DOCUMENT>
#####
Besides standing every time-honored storytelling convention on its ear and revitalizing the animated tale's stylistic flourishes, "Shrek" also lands more than a few well-deserved zingers at the past master of the form, Disney. Smartly spoofing the beloved bedtime story with wit, charm and heart, "Shrek" is a movie experience to cherish.



"The Taste of Others" — This French contender for the best foreign-language Oscar also spins off a popular fairy tale, "The Princess and the Frog." Co-written, directed by and starring Jean-Pierre Bacri, this cultural treat about what love can and cannot make someone do is quite a delight. Bacri is Jean-Jacques Castella, a rumpled captain of industry who is devoid of style, taste or artistic sentiment — until his wife drags him to the theater one night and he falls under the spell of lead actress Clara Devauz (French Oscar-winner Anne Alvaro). Full of cynical gentility and romantic notions of seduction, "The Taste of Others" unfolds in a charming ensemble manner. It's obvious Bacri and company share a fondness for the characters, which makes us care as well.





"Super Speedway: Racing with the Andrettis" — IMAX filmmaker Stephen Low returns to the really BIG screen with this "You Are There" approach to Indy-style racing. While not quite on par with Low's large-format classics "Beavers" or "Skyward," "Super Speedway" offers plenty of what IMAX cameras do best: Getting us into the action. I'm not ashamed to admit that there were times when this movie had me trying to hit the brake pedal! Serving as both a minihistory of the sport — but not detailed enough to bore non-fans — and a sort of newsreel overview of spectacular crashes, "Super Speedway" focuses on the Andrettis, Mario and son Michael. Race-car team owner Paul Newman narrates. (Showing at Science Museum of Virginia through Sept. 14.)
#####
Stored dataset items:
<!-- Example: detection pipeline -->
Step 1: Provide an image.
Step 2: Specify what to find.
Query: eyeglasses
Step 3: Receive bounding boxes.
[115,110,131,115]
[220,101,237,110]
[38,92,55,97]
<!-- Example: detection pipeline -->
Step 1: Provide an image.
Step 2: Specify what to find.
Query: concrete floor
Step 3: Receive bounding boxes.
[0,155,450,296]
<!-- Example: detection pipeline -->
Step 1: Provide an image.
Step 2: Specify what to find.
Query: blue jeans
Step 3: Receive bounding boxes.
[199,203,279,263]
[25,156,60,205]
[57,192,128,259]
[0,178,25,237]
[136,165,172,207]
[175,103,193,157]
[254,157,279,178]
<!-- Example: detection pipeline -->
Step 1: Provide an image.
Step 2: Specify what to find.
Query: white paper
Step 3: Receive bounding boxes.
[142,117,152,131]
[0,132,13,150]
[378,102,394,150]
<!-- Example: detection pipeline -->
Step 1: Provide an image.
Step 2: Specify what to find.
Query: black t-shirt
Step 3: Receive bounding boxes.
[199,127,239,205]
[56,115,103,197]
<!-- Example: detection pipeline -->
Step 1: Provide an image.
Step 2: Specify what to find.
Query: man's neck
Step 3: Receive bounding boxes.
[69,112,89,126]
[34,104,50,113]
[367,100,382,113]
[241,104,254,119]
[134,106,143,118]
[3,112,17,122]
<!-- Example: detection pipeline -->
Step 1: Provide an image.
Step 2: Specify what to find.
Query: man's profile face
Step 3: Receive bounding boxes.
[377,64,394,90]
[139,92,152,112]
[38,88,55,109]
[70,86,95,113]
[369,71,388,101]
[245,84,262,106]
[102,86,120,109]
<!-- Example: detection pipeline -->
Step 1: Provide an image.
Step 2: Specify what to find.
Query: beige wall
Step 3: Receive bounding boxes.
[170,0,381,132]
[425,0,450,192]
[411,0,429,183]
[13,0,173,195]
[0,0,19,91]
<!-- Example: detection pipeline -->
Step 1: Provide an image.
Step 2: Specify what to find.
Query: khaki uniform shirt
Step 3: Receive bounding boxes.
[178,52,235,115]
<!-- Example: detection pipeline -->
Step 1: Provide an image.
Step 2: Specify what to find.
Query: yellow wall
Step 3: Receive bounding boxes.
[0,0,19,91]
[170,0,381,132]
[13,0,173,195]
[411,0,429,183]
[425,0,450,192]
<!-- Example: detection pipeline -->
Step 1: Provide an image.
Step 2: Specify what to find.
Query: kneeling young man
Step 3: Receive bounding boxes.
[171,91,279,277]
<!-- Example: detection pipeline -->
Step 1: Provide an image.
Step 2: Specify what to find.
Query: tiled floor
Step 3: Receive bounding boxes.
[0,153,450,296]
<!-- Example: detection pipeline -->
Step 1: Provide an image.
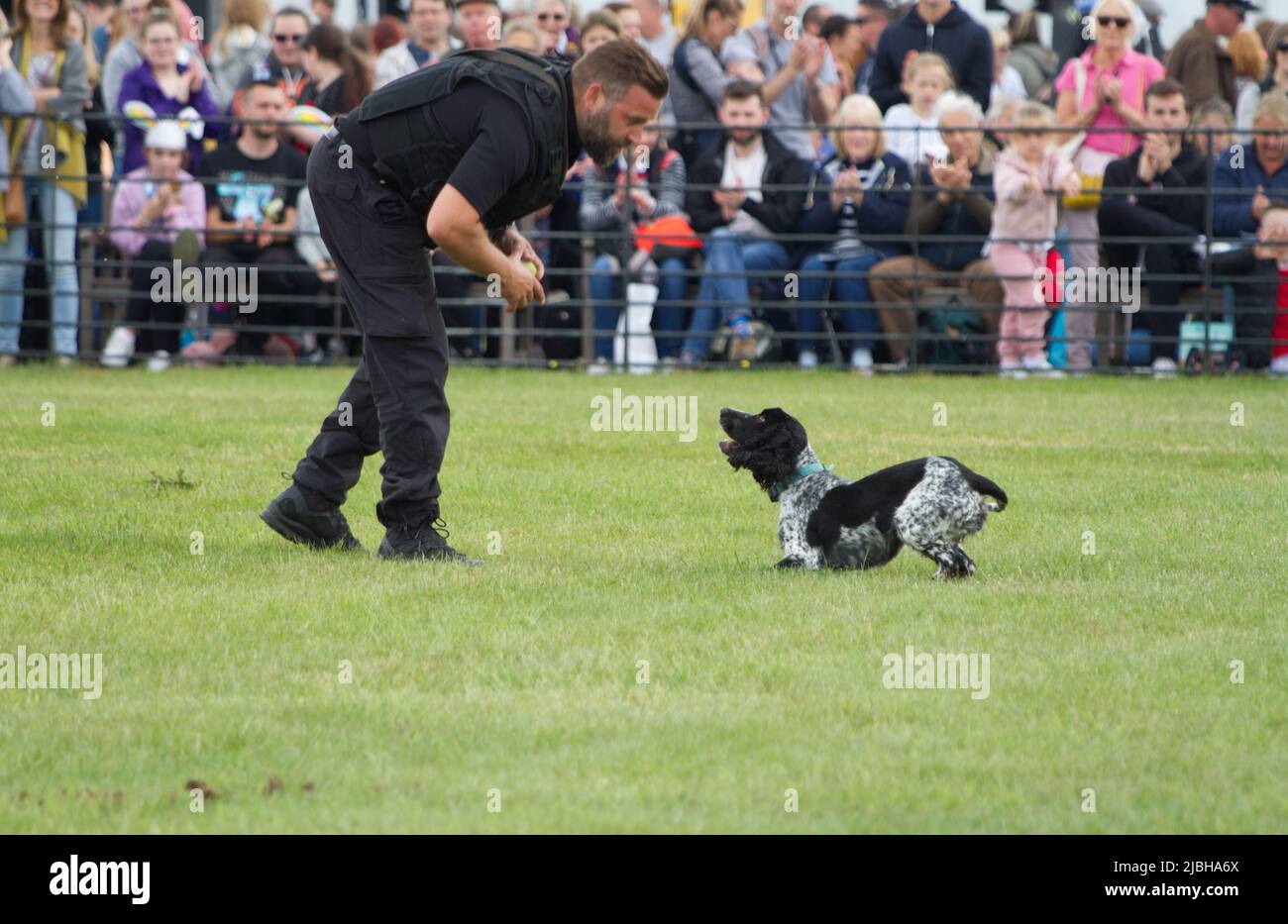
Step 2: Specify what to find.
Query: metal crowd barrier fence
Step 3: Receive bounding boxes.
[0,113,1288,372]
#####
WHAT YOU WILL DO>
• a. Duplicate the portion of the movie reviews between "Besides standing every" and "experience to cherish.", inclusive.
• b. Pick out and copy every line of the records that contains the string "shirt".

OUTPUTS IN ORDER>
• a.
Besides standing every time-honored storytelling convention on its ear and revitalizing the animated tale's stylistic flourishes, "Shrek" also lands more than a few well-deserved zingers at the past master of the form, Disney. Smartly spoofing the beloved bedtime story with wit, charm and heart, "Shrek" is a movie experience to cherish.

• b.
Query: black t-shirt
Query: khaki uniform shirt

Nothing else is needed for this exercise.